● **SHORT TASK**
Copy the rows again word for word, beginning at the line that contains "slab. Return only the coordinates." and continuing through the last of the rows.

● **RECORDS SHOWN**
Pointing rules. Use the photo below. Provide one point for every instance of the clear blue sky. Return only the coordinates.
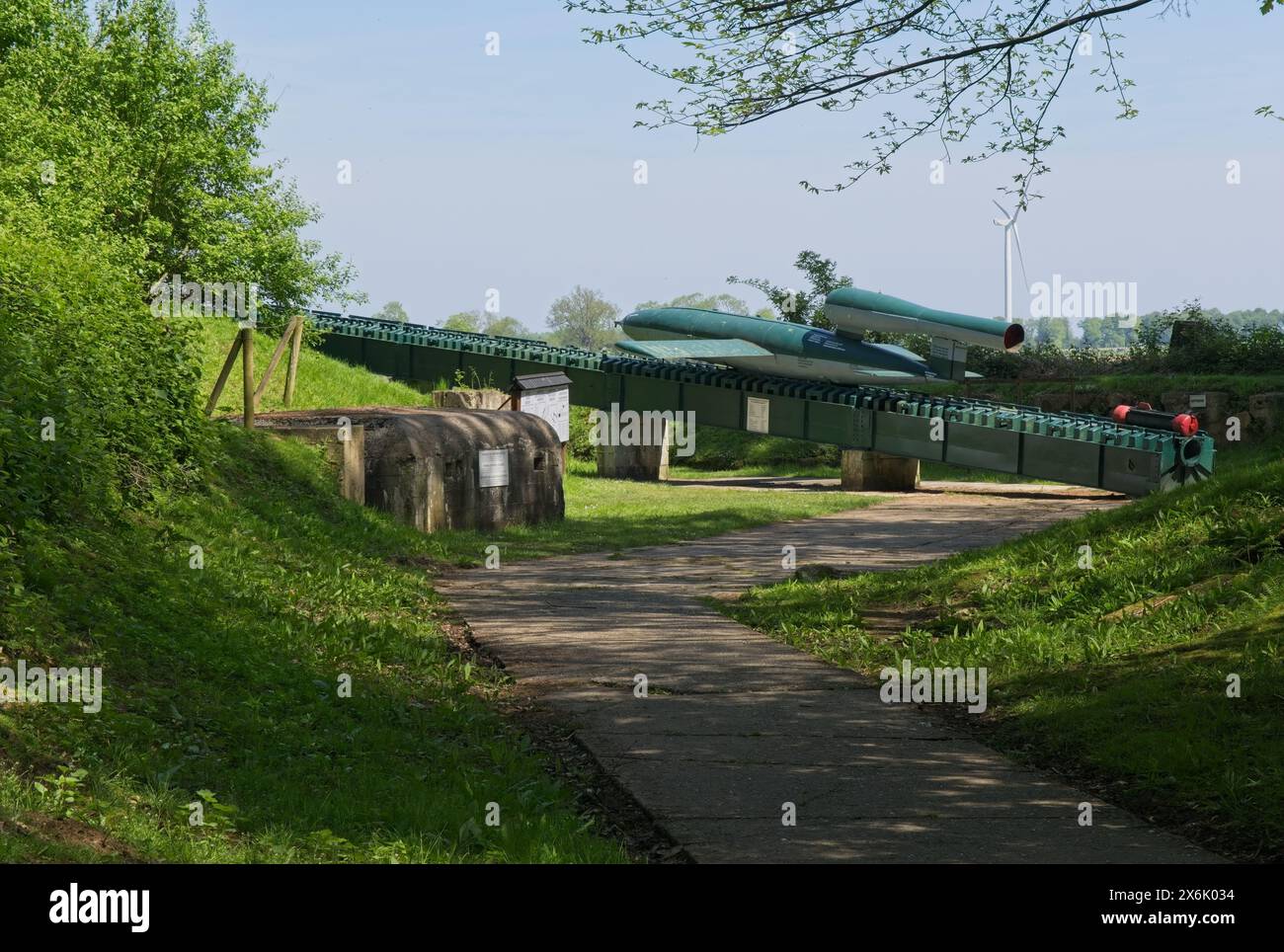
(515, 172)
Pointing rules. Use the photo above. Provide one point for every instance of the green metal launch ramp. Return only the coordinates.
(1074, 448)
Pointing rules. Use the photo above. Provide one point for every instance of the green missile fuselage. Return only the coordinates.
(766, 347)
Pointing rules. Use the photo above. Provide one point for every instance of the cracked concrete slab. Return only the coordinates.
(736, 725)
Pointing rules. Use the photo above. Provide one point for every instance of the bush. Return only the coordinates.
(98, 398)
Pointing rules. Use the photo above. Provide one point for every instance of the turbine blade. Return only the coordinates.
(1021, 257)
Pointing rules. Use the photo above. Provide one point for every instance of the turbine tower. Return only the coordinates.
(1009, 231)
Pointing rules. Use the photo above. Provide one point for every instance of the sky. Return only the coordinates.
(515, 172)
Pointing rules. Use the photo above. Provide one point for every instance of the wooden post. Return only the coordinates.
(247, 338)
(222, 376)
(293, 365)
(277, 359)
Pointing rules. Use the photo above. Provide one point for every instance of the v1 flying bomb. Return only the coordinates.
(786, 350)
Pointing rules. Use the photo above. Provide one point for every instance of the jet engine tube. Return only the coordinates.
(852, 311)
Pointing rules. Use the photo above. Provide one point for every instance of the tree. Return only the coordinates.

● **FULL SOLUTION**
Pointing rules. Use the photo above. Provide one point for every instance of the cracked concrete slab. Return only the coordinates.
(736, 725)
Pointing rules. Use the photo above. Provide one point for every instance of the bush. Return only the coordinates.
(98, 398)
Pointing rules. Use the photo above. Provide one point for every instance of the turbine blade. Return only the coordinates.
(1021, 257)
Pointing rules. Use the photo above. Provide one point for every instance of the turbine tower. Return only the coordinates.
(1009, 231)
Pointing rules. Use the photo above. Provide one point for every instance of the sky. Return only the coordinates.
(515, 172)
Pointing rules. Use the photo above. Provide one point for every instance of the wooden post. Return only the coordinates.
(247, 338)
(222, 376)
(293, 365)
(277, 359)
Pointing rules. Use the photo above. Provide one point for every instance of the v1 flying bomb. Return only the coordinates.
(786, 350)
Pointing rules. Use the photo above. Provide one point for every instance of the jet engine tube. Return only the coordinates.
(852, 311)
Pointing rules. Use the photo above. Provide one point for every instance of the tree. Return only the coordinates.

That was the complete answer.